What you are asked to do: Copy the lines below verbatim, from the line with "Each instance of the patch" to the line with "49 509 L 41", both included, and nothing else.

Material provided:
****************

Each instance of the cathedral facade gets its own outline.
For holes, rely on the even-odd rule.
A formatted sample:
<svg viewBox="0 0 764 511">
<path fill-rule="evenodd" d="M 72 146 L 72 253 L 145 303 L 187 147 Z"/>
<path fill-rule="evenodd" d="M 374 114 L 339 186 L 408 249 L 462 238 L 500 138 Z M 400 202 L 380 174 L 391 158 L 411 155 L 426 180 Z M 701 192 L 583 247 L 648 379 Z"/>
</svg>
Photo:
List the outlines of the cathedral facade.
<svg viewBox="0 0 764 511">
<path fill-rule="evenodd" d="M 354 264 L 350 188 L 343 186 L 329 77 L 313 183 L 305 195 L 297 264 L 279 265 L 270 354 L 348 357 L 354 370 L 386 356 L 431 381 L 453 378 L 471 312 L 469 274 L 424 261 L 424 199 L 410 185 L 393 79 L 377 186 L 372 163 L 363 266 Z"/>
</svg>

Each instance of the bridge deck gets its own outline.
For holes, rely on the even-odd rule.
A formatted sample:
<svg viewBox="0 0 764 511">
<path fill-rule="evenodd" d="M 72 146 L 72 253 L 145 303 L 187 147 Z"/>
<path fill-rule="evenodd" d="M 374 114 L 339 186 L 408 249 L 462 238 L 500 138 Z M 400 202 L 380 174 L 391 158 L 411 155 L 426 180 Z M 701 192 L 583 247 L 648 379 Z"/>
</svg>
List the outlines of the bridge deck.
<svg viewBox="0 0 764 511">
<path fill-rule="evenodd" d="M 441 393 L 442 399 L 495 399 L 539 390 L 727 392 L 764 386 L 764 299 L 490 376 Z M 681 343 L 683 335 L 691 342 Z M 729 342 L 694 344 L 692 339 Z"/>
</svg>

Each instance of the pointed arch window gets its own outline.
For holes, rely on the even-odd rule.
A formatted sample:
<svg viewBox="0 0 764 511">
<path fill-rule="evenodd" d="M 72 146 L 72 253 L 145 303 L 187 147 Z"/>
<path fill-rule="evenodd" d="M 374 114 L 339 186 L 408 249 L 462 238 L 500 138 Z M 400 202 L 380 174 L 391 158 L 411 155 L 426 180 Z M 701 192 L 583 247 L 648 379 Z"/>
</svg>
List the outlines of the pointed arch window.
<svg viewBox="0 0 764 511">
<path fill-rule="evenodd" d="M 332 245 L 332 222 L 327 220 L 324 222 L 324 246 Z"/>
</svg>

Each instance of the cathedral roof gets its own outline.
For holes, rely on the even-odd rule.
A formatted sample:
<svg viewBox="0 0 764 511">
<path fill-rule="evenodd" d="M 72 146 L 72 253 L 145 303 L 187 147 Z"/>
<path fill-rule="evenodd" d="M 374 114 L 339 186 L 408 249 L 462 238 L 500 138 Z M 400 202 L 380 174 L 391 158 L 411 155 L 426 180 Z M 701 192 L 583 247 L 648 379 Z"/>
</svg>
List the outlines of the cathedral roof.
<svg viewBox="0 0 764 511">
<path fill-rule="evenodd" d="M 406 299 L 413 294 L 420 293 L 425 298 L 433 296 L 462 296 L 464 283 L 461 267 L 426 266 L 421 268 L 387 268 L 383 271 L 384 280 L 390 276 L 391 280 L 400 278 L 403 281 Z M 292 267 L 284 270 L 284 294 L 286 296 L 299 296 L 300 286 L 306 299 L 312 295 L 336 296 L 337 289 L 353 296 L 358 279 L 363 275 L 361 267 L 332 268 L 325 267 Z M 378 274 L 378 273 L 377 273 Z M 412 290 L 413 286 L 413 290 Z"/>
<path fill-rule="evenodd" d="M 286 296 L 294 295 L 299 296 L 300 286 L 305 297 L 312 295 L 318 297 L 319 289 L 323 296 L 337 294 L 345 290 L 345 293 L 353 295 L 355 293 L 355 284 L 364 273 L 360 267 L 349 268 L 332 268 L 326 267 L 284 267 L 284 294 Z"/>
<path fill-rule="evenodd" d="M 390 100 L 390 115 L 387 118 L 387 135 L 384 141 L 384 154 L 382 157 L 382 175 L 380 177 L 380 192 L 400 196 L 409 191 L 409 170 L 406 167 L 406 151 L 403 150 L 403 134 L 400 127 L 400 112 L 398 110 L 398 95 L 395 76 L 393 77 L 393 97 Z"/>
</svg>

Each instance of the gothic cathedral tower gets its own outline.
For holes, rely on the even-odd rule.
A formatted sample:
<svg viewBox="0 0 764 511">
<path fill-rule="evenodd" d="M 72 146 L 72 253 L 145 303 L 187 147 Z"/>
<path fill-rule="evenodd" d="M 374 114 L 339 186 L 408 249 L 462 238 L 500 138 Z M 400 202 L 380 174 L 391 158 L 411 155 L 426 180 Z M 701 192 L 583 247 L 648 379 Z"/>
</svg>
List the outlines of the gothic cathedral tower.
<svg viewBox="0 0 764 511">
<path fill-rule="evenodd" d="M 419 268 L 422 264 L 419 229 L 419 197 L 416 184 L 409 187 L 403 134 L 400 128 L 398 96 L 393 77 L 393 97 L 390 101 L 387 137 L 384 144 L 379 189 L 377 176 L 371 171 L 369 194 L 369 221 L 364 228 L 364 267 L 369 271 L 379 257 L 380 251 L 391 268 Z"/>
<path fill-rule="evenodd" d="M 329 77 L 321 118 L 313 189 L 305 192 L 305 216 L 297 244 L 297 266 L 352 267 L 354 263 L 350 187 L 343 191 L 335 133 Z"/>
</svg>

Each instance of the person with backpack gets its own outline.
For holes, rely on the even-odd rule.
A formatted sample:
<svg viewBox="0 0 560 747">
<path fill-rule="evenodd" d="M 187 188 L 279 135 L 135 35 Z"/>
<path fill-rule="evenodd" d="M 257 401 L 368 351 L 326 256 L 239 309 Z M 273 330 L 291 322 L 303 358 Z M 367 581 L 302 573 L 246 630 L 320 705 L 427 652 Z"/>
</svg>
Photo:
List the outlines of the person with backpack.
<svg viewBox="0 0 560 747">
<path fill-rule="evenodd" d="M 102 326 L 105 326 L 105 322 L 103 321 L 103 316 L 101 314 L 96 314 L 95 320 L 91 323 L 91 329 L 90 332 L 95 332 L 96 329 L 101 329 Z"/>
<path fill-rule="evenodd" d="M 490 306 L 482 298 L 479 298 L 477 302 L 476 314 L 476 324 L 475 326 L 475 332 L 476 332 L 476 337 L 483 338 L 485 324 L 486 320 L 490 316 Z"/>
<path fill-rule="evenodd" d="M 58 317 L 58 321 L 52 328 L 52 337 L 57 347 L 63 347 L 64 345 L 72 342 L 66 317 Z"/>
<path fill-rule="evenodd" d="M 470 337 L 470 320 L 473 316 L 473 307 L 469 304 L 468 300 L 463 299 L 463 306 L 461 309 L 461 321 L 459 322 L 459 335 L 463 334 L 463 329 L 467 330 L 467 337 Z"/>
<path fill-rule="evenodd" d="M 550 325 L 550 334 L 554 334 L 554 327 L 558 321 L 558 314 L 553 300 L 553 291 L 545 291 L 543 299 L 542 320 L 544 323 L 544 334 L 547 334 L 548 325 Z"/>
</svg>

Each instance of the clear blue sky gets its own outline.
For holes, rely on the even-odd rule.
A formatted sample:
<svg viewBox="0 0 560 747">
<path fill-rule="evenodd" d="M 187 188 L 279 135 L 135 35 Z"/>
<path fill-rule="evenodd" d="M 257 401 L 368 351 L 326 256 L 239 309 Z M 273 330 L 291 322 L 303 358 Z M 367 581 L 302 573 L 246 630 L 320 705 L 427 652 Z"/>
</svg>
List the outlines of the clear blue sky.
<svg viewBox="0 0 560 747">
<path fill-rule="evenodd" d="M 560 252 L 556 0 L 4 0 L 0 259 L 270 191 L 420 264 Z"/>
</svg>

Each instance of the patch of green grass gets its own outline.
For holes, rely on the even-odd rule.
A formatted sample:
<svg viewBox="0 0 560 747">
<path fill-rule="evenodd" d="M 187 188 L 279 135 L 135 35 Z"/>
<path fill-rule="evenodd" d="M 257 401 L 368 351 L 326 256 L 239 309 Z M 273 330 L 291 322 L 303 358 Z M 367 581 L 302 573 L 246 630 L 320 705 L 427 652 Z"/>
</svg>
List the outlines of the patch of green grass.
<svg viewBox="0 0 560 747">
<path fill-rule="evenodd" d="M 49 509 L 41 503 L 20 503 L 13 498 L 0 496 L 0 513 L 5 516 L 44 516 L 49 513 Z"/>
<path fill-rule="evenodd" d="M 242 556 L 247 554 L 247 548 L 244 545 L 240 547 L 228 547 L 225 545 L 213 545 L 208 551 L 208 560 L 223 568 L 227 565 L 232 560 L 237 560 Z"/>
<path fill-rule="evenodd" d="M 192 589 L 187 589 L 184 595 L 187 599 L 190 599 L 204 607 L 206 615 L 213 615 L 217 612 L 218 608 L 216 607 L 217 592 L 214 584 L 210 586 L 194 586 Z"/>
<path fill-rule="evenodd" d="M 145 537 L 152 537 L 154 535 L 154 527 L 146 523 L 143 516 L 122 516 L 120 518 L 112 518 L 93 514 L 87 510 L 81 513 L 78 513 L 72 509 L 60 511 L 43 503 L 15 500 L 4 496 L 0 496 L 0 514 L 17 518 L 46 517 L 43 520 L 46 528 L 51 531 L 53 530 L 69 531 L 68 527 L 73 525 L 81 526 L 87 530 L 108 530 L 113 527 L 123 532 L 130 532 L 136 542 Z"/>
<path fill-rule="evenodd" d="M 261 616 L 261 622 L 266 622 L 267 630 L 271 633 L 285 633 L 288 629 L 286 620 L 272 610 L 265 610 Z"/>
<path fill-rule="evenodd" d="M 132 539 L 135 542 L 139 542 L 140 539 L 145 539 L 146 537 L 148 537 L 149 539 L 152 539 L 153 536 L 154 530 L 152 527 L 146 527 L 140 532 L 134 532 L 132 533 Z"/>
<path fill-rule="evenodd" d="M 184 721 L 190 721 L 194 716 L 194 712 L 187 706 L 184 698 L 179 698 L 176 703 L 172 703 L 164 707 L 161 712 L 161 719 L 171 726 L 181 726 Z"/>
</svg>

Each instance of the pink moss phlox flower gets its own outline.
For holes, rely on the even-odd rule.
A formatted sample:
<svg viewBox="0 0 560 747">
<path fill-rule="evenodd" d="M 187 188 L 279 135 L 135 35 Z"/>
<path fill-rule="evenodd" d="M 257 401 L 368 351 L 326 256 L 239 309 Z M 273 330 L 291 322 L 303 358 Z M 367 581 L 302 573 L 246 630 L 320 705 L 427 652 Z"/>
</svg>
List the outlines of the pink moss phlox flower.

****************

Reply to the task:
Each instance of the patch of green grass gets its own outline.
For holes, rely on the even-odd rule.
A formatted sample:
<svg viewBox="0 0 560 747">
<path fill-rule="evenodd" d="M 187 188 L 279 135 L 135 35 Z"/>
<path fill-rule="evenodd" d="M 257 401 L 368 351 L 326 256 L 239 309 Z M 273 330 L 291 322 L 303 358 Z M 367 581 L 302 573 L 246 630 L 320 705 L 427 652 Z"/>
</svg>
List the outlines of the patch of green grass.
<svg viewBox="0 0 560 747">
<path fill-rule="evenodd" d="M 49 509 L 41 503 L 20 503 L 13 498 L 0 496 L 0 513 L 5 516 L 44 516 L 49 513 Z"/>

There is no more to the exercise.